■ **Supplied text**:
*** Begin section ***

I am writing in response to the Jan. 7, 2026, article titled “Ward 8 Education Leaders and Community-Based Organizations Counter Proposed Changes to School-Based Mental Health Programming.” The article described the D.C. Department of Behavioral Health’s (DBH) plan to phase out contracts over the next two years for community-based organizations (CBOs) to provide school-based mental health services. As the School-Based Mental Health Director and a former school-based mental health therapist at Mary’s Center, I appreciate The Washington Informer reporting on this important issue. Community-based organizations like Mary’s Center bring continuity, trust, and integrated care to school-based mental health services — assets that cannot be replicated through direct government provision alone.
Mary’s Center has 22 clinicians, each working full time at one of our partner schools providing individual, group, and family therapy, conducting quarterly workshops for parents and teachers, providing crisis intervention support, consulting with teachers about student progress, running skill-building groups, and facilitating weekly prevention activities. Since Mary’s Center’s inception as a small clinic in 1988 to now operating as a Federally Qualified Health Center (FQHC) serving 65,000 people per year, we have garnered deep community trust as we have grown to meet changing community needs and serve patients with dignity and in a culturally responsive manner. Our social change model means that we are dedicated to connecting participants to an array of services based on their situation, including medical and dental care, public benefits and insurance enrollment assistance, domestic violence services, English-language classes, and so on. We also connect our students to our child and adolescent psychiatry service providers with whom we work closely. Because children and families can access all these services in the same place, their providers can collaborate to improve outcomes, reduce disparities, and increase efficiency of care. This level of collaboration would be lost if services were taken away from CBOs.

*** End section ***

■ **Problem description**: Reproduce, word for word, the portion of the letter on school-based mental health that begins at the words "I am writing" and ends after the words "government provision alone.".

■ **Data excerpts**:
*** Begin section ***

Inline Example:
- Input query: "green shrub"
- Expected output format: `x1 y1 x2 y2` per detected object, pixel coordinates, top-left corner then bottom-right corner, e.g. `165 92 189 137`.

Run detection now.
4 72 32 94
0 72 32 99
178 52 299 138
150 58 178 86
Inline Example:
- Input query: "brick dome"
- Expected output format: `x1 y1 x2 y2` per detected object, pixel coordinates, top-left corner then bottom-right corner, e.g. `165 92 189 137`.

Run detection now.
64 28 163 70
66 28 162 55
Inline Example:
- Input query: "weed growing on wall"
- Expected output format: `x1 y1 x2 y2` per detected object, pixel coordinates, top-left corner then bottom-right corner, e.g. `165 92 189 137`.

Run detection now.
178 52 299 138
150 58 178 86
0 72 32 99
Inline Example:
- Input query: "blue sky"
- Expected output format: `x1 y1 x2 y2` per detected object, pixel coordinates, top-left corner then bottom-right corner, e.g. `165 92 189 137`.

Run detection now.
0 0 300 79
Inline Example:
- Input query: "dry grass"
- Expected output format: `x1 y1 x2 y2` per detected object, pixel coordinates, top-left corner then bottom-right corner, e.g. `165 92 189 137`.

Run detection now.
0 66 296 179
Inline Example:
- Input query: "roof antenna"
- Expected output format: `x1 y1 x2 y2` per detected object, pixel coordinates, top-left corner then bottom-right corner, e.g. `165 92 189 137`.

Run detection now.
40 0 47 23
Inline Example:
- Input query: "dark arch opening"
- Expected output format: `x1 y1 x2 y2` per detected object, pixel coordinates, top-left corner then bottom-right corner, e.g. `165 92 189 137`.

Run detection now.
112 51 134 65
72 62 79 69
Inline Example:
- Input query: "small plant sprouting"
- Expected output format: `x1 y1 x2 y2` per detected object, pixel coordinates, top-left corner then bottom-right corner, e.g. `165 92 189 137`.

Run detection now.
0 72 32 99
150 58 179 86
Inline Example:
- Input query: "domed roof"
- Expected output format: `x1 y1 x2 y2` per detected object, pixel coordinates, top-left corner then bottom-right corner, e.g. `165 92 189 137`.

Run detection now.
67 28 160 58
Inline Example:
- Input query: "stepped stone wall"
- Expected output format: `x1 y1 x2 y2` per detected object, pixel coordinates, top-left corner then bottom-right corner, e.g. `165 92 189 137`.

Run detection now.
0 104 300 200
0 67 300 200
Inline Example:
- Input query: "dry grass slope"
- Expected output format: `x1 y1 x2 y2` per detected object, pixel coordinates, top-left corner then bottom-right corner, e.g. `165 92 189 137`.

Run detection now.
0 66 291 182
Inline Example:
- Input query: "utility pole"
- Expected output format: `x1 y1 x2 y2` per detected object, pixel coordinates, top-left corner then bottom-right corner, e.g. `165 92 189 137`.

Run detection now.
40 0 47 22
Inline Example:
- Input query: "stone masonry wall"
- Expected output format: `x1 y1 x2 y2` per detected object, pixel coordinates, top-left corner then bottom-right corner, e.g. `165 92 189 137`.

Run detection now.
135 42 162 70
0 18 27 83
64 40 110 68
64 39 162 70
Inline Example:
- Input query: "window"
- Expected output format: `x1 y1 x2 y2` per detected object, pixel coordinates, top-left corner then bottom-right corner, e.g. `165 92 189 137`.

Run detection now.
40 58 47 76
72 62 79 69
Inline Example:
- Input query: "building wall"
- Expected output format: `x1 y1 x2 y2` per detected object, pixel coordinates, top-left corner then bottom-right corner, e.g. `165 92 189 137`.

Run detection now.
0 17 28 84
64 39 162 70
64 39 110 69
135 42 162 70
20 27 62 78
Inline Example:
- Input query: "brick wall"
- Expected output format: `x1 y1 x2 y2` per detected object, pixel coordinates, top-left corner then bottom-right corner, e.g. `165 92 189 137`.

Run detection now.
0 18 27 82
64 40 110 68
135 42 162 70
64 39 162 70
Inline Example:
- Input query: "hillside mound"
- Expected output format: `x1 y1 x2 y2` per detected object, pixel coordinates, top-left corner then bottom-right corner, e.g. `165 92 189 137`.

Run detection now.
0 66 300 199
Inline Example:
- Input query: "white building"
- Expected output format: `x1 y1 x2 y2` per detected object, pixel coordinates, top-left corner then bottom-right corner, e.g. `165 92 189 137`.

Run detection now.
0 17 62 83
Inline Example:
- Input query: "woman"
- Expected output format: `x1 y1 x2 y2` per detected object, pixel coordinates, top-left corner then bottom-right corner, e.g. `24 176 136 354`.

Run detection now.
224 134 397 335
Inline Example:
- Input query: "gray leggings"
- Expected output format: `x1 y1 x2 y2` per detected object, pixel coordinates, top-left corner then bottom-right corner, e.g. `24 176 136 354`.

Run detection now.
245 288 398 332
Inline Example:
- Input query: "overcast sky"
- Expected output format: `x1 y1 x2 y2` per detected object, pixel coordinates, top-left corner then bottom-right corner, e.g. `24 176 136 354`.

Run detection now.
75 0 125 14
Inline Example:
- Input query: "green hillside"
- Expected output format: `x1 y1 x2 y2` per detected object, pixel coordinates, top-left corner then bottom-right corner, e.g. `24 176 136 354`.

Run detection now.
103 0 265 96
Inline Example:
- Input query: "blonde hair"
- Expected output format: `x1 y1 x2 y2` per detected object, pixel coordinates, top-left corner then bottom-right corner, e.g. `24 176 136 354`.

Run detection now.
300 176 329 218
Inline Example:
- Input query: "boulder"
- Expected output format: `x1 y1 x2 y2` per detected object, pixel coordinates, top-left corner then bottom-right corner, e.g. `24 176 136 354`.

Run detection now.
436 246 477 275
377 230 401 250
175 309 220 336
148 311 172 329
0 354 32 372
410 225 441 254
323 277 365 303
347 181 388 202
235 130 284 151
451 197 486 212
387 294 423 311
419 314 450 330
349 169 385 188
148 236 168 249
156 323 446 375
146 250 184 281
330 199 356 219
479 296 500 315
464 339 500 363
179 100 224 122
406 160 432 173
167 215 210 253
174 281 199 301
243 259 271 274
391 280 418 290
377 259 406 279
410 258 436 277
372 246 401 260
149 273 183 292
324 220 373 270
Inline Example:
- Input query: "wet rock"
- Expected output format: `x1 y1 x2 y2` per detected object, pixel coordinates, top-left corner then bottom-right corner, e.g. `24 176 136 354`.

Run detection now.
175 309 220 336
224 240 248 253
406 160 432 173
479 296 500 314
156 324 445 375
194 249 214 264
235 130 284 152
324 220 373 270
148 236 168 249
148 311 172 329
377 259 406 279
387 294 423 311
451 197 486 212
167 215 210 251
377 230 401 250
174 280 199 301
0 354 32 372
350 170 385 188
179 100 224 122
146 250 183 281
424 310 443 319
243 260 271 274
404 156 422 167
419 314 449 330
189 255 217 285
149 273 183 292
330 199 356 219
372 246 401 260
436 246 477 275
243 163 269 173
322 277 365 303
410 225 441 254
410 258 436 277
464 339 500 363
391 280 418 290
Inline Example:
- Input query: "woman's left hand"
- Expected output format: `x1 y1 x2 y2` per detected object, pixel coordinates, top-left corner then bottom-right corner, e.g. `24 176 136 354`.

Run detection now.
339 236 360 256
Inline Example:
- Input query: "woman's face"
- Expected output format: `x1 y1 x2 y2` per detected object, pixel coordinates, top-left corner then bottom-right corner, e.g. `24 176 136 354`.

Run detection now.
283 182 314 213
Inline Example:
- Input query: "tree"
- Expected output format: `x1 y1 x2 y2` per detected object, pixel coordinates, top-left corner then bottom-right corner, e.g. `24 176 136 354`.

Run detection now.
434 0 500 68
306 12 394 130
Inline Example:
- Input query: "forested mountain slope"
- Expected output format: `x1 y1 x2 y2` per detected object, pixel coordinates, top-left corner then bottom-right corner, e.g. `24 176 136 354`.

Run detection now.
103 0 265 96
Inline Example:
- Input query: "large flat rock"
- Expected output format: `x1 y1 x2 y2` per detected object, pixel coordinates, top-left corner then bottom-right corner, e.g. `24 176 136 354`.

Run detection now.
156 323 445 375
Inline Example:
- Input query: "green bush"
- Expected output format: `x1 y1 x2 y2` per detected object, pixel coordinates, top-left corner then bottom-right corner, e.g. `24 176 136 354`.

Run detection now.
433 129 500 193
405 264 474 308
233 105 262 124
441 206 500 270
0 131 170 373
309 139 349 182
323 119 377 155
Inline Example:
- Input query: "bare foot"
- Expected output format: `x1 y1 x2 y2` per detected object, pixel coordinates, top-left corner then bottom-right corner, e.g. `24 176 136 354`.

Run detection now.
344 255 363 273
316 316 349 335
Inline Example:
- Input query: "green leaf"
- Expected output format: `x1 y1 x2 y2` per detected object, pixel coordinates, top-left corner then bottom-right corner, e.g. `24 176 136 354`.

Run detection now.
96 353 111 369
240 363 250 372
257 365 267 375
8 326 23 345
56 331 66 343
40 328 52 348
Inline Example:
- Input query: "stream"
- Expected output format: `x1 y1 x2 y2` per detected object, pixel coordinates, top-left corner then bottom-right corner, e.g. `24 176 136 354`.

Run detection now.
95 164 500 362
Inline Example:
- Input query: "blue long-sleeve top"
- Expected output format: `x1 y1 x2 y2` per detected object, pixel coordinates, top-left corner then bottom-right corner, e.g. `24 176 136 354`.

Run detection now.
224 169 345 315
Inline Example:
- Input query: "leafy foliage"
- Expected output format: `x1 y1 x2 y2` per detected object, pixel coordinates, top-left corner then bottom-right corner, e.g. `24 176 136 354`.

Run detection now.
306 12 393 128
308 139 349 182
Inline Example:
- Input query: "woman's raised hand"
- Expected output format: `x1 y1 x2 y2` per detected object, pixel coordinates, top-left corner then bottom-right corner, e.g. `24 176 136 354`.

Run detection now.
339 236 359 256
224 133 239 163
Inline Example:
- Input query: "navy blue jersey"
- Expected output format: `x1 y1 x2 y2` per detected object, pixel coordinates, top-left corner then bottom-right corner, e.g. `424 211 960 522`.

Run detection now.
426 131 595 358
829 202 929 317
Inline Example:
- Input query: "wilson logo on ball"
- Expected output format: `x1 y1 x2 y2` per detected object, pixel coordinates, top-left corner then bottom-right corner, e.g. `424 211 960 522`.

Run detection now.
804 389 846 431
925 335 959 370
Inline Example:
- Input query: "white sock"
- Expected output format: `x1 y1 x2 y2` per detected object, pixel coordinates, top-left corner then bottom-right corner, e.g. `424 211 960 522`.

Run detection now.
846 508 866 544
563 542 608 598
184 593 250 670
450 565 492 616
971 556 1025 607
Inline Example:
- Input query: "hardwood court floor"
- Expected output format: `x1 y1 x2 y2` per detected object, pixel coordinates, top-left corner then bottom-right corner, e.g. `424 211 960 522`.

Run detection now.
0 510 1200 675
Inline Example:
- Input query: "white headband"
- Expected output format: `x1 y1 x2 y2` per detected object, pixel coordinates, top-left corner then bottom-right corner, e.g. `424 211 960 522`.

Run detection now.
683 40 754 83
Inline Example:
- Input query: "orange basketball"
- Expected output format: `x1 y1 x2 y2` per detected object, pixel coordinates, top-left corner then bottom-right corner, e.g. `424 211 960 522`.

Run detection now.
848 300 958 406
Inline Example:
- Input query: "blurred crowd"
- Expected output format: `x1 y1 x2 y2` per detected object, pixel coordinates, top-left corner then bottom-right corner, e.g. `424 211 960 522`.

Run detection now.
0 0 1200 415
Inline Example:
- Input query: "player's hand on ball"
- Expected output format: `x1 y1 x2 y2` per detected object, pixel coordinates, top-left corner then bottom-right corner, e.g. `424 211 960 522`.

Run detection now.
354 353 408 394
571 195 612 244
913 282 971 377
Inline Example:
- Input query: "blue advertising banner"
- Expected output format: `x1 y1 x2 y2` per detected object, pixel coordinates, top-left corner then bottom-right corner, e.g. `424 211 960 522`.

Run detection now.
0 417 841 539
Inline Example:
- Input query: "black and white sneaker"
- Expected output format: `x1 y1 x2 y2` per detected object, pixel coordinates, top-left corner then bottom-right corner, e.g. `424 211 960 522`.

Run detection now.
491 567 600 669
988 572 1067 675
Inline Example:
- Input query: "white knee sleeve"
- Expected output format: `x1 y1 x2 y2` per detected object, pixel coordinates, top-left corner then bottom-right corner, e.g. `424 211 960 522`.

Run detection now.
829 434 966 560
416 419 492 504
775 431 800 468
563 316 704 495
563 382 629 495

*** End section ***

■ **Solution to this problem**:
I am writing in response to the Jan. 7, 2026, article titled “Ward 8 Education Leaders and Community-Based Organizations Counter Proposed Changes to School-Based Mental Health Programming.” The article described the D.C. Department of Behavioral Health’s (DBH) plan to phase out contracts over the next two years for community-based organizations (CBOs) to provide school-based mental health services. As the School-Based Mental Health Director and a former school-based mental health therapist at Mary’s Center, I appreciate The Washington Informer reporting on this important issue. Community-based organizations like Mary’s Center bring continuity, trust, and integrated care to school-based mental health services — assets that cannot be replicated through direct government provision alone.